[start Provided material]
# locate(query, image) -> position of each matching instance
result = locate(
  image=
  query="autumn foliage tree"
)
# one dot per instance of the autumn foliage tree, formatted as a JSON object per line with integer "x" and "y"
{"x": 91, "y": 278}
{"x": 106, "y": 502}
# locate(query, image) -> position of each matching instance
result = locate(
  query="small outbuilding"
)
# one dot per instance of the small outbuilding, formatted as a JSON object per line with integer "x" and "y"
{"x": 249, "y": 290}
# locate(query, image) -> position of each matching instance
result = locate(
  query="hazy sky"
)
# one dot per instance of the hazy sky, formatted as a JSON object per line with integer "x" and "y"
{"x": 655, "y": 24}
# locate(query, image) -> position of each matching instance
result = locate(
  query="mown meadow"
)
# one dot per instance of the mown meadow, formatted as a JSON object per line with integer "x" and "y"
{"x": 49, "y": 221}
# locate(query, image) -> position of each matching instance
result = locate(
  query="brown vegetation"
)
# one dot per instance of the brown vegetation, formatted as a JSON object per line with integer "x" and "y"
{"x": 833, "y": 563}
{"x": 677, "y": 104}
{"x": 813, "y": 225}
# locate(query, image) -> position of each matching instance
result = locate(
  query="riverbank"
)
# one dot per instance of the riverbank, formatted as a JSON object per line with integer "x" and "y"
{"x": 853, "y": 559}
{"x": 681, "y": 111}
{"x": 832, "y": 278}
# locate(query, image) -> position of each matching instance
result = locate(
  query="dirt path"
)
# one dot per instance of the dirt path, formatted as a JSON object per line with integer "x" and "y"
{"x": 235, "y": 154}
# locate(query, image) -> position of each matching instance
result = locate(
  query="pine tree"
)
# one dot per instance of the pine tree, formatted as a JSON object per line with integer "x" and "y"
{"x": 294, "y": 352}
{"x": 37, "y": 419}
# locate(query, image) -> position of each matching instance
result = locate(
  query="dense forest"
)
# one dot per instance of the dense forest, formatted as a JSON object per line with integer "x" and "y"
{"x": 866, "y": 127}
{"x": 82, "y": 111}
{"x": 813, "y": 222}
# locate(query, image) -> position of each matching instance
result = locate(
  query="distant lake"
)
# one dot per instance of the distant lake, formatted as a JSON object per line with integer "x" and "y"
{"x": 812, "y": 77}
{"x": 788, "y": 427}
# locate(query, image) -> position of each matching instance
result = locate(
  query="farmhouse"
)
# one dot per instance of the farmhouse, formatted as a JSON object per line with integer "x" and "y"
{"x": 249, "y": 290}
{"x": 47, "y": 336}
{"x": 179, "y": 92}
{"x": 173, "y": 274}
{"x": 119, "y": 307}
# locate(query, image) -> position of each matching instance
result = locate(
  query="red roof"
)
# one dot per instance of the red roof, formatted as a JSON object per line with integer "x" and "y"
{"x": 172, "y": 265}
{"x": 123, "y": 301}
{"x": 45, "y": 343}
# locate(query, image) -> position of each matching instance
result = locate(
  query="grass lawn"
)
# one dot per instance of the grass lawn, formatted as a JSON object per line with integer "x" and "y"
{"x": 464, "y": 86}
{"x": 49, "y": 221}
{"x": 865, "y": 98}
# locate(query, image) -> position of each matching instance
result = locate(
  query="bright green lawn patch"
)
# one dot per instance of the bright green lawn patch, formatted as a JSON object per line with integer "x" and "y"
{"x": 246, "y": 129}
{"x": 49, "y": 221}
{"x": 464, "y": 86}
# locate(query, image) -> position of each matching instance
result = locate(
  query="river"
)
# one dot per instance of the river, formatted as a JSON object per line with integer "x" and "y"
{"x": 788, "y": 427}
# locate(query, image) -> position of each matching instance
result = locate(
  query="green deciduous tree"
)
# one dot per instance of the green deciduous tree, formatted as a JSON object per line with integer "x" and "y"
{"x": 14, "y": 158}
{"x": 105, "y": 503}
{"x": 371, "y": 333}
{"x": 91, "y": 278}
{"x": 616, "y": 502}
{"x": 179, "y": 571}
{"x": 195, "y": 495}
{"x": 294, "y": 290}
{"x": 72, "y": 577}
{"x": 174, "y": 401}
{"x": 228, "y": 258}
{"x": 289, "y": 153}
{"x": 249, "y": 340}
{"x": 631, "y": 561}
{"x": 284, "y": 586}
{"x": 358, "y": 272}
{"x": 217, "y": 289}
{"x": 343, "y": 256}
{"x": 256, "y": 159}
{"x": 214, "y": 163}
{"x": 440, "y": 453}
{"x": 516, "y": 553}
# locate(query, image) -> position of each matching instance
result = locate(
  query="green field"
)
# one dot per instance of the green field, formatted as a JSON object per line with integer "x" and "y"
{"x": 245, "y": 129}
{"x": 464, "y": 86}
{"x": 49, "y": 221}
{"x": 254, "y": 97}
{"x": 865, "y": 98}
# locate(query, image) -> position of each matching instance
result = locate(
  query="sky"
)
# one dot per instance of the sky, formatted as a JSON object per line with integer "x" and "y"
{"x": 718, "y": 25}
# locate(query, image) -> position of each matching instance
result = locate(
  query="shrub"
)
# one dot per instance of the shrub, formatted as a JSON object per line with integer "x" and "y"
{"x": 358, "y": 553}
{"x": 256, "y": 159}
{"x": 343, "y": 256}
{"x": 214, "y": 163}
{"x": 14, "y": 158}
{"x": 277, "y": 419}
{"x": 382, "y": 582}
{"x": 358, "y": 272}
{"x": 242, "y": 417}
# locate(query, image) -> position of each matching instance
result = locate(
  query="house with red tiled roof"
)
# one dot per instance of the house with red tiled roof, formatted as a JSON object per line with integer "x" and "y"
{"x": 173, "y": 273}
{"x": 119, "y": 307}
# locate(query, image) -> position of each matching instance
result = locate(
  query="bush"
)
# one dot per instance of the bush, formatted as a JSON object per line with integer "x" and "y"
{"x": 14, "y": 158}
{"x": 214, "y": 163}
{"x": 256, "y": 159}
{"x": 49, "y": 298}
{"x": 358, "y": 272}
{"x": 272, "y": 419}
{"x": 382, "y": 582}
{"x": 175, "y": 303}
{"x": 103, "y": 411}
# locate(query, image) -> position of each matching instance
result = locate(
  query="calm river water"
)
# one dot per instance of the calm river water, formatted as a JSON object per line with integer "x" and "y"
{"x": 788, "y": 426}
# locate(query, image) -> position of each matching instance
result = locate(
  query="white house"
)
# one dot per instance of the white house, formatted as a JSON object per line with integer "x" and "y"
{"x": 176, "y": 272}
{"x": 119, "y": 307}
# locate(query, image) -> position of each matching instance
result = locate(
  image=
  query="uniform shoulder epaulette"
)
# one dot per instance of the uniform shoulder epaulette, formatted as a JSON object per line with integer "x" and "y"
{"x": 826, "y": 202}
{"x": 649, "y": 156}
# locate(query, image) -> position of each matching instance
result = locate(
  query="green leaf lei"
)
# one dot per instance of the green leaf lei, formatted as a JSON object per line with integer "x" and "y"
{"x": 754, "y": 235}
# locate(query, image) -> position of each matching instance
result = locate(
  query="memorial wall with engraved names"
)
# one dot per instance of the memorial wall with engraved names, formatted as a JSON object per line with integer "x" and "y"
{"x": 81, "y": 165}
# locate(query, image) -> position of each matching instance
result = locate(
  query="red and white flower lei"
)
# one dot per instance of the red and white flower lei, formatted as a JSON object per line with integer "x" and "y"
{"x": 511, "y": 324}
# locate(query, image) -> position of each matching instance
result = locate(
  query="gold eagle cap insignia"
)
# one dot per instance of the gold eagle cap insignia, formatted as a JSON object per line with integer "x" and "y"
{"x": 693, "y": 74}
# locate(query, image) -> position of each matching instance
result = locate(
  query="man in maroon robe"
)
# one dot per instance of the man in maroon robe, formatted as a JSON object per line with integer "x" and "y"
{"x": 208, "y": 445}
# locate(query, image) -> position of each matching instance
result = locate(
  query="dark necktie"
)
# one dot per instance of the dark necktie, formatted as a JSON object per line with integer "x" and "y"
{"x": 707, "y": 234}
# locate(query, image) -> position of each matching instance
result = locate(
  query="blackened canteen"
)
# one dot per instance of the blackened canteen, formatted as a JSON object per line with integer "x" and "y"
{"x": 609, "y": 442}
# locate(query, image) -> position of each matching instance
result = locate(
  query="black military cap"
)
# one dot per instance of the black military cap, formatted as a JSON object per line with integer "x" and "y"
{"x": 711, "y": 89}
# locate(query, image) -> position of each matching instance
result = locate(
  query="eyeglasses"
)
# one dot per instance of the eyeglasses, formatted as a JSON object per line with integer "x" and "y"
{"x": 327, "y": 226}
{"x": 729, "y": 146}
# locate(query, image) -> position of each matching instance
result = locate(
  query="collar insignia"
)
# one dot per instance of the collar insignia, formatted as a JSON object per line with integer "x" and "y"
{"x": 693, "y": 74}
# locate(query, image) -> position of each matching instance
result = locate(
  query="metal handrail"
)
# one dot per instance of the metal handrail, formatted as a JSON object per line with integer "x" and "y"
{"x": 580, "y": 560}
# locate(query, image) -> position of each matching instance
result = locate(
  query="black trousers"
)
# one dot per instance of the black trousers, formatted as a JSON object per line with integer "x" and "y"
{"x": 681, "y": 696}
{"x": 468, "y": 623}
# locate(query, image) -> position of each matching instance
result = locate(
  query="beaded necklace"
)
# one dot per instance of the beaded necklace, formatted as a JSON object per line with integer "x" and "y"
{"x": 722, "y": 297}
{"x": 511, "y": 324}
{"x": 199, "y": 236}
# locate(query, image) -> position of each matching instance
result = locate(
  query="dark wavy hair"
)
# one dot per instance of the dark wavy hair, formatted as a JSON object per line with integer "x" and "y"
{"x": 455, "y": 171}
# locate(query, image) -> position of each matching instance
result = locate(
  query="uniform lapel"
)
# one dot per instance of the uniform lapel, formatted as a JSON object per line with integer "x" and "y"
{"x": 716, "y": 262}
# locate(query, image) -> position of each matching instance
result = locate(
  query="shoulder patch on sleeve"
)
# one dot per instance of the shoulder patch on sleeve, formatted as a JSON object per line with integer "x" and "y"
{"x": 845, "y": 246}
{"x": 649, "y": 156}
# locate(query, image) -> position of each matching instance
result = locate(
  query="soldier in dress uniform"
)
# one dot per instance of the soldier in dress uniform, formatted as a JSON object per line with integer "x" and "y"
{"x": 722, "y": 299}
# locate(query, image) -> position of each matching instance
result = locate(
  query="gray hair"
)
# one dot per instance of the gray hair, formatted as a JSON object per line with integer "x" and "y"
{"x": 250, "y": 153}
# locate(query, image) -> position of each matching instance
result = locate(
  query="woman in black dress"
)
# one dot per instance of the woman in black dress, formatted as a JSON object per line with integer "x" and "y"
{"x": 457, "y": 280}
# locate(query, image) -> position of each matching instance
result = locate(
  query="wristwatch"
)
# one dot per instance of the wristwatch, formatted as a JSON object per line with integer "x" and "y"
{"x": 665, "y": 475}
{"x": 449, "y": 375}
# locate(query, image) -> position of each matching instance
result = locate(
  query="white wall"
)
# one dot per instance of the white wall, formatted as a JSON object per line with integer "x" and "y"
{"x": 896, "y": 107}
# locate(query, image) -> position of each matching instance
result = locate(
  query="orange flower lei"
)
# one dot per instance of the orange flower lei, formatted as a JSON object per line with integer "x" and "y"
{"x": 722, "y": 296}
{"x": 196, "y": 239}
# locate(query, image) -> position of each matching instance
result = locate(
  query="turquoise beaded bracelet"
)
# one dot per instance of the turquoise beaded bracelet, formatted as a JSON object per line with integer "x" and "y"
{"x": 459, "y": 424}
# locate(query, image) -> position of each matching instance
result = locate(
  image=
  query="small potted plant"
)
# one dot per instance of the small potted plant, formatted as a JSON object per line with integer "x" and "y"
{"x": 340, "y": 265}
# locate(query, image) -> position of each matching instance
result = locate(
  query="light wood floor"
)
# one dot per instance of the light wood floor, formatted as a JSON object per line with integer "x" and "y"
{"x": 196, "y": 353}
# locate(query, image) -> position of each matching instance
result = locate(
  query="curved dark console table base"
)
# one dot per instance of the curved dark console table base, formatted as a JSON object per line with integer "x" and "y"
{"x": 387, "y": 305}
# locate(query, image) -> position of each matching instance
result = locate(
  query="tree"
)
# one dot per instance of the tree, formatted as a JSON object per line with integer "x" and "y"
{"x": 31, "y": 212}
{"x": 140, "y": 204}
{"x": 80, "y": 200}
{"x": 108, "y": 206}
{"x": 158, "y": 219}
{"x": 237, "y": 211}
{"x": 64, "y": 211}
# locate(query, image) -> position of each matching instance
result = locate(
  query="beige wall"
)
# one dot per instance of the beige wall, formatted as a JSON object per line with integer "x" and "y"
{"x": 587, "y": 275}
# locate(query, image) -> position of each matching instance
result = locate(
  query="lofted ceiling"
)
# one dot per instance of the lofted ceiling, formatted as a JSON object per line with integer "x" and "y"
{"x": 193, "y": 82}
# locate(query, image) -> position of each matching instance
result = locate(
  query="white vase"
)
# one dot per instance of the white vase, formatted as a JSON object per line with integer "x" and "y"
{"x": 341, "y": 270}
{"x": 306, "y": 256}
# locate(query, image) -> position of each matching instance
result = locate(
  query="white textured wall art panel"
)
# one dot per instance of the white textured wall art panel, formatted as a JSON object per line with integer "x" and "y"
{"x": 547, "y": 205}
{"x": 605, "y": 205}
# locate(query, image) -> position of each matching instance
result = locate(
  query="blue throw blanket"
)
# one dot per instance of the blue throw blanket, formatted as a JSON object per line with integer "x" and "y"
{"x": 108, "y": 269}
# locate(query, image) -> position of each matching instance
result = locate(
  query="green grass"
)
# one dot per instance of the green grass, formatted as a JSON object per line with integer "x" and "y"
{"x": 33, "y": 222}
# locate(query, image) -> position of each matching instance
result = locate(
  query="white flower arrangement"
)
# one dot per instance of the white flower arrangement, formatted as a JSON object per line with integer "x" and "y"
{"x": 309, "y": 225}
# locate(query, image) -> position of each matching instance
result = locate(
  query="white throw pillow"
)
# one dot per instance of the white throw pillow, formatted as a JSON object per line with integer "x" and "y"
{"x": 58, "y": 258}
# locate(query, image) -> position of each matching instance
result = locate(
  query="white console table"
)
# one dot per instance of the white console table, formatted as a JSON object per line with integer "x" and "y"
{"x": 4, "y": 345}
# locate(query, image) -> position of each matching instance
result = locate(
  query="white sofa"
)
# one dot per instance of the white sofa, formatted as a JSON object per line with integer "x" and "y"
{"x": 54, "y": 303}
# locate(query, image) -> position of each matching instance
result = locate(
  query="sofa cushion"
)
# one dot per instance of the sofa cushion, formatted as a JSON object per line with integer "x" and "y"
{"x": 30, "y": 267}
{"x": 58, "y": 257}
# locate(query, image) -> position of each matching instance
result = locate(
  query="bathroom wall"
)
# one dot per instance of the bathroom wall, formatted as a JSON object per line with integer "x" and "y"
[end Provided material]
*Problem requirements:* Count the lines of the listing that contain the word "wall", and give only that number.

*The answer:* 10